The Facts:                                           

Ms. Petter was a schoolteacher in the state of Washington for her entire life.  In 1982, Ms. Petter inherited several million dollars worth of stock from her uncle, who had been one of the first investors in what later became the United Parcel Service (UPS).  After receiving the stock from her uncle, Ms. Petter continued to live in her same home and made plans to make gifts to charity and her children.

Ms. Petter had three children; Ms. Donna Petter Moreland, Mr. Terrence Petter and Mr. David Petter.  In order to provide for her children, Ms. Petter engaged an estate planner, Mr. Richard LeMaster, who established a sophisticated estate plan to help her achieve her goals of providing a comfortable life for her children and their children, teaching Donna and Terry to manage family’s assets, and give money to charity.

In 1998, Mr. LeMaster first created an irrevocable life insurance trust and Ms. Petter contributed enough to the ILIT to purchase a $3,500,000 life insurance policy with her children and grandchildren as the beneficiaries that would be used to cover any estate taxes.  Secondly, a charitable remainder unitrust was established and funded with $4,000,000 of UPS stock to cover Anne’s day-to-day expenses for the rest of her life through the lifetime payments of 5% per year to Ms. Petter.  Third, Mr. LeMaster created the Petter Family LLC (PFLLC).  Ms. Petter’s intention was to fund PFLLC with UPS stock at a later date; however, in November of 1999 UPS announced plans to go public which froze her stock until after the IPO was completed.  After the completion of the IPO in May of 2001, the value of Ms. Petter’s UPS stock had risen to $22.6 million.

Ms. Petter funded PFLLC with 423,136 shares of UPS stock worth $22,633,545 and received in exchange 22,633,545 member units divided into three classes (approximately 452,000 Class A units, 11 million Class D units and 11 million Class T units).  Eventually, the Class D units were intended for transfer to a trust for the benefit of Ms. Donna Petter Moreland, and the Class T units were intended for transfer to a trust for the benefit of Mr. Terry Petter.  Ms. Petter retained the Class A units which gave her effective control of PFLLC.

In late 2001, Mr. LeMaster setup two intentionally defective grantor trusts (IDGTs) for both the Class D and Class T units.  On March 22, 2002, Ms. Petter gifted the IDGTs units intended to equal 10% of the trusts’ assets; then on March 25, 2002, she sold the IDGTs units valued at 90% of trust assets in exchange for promissory notes.  Ms. Petter, as a part of these transfers, also gave units to two charities – the Seattle Foundation and the Kitsap Community Foundation (both were 501(c)(3) charities).  Mr. LeMaster used a formula clause dividing the units between the trusts and two charities to ensure that the trusts did not get so much that Ms. Petter would have to pay gift tax.  The gift formula indicated that the gifted units to each IDT were equal to “one-half the minimum dollar amount that can pass free of Federal gift tax by reason of transfer’s applicable exclusion amount”.  The excess of the value was to be transferred to “the Seattle Foundation (‘the Foundation”) as a gift to the A.Y. Petter Family Advised Fund.”  If a later valuation dispute with the IRS should arise, the IDGTs were required to transfer additional units to the Foundation so that the taxable gifts did not exceed the available gift exemption.  Similarly, the Foundation was required to return excess units to the IDGTs if the value of the units gifted to the IDGT is determined to be less than the available gift exemption.

· · · ·

*Task instructions*
According to the case facts, how many shares of UPS stock did Ms. Petter put into the Petter Family LLC? The entries that follow have no connection to the case facts above.

*Information given*

· · · ·

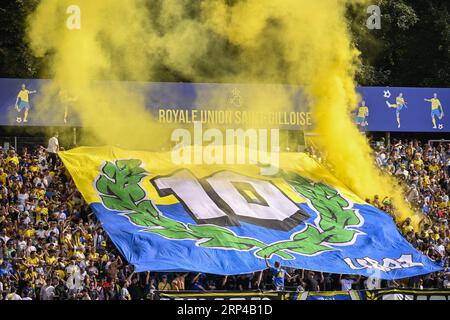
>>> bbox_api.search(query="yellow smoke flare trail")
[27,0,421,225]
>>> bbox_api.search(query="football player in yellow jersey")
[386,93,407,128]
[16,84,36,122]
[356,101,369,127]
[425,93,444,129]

· · · ·

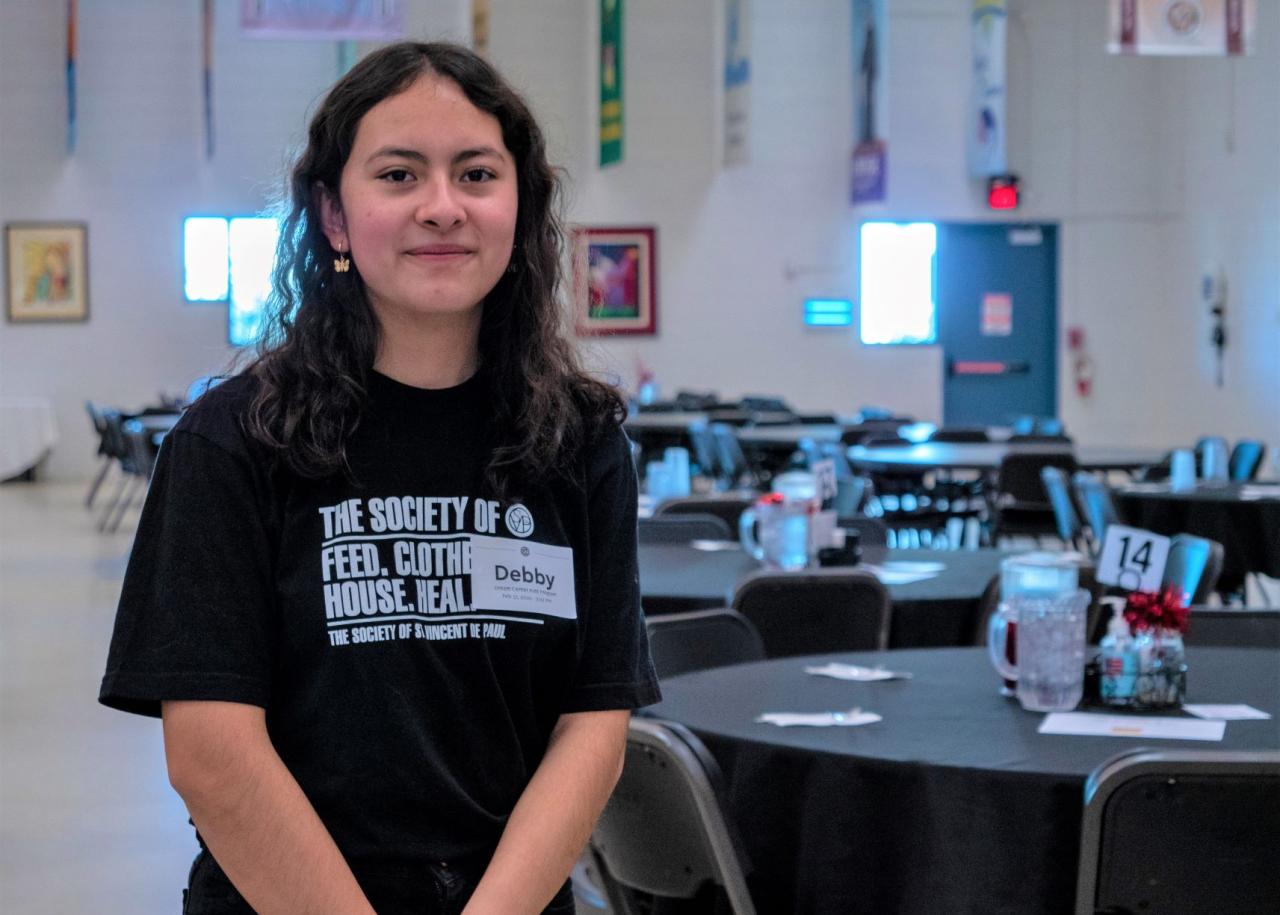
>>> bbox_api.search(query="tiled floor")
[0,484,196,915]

· · · ·

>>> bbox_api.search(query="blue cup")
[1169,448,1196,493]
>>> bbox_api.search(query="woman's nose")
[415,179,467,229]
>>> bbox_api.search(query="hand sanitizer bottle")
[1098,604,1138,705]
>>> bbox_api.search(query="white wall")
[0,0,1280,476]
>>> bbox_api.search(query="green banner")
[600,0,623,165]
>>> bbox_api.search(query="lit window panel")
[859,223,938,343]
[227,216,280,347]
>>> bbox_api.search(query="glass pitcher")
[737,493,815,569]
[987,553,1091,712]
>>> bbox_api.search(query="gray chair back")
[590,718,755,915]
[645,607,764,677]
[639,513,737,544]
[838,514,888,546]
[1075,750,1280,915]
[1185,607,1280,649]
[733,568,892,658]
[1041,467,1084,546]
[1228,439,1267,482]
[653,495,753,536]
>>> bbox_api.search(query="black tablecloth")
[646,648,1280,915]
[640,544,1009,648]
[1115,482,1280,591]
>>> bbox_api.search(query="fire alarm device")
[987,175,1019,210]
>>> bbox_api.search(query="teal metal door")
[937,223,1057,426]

· · · ·

*Completed task*
She funded it with 423,136 shares of UPS stock, worth $22,633,545.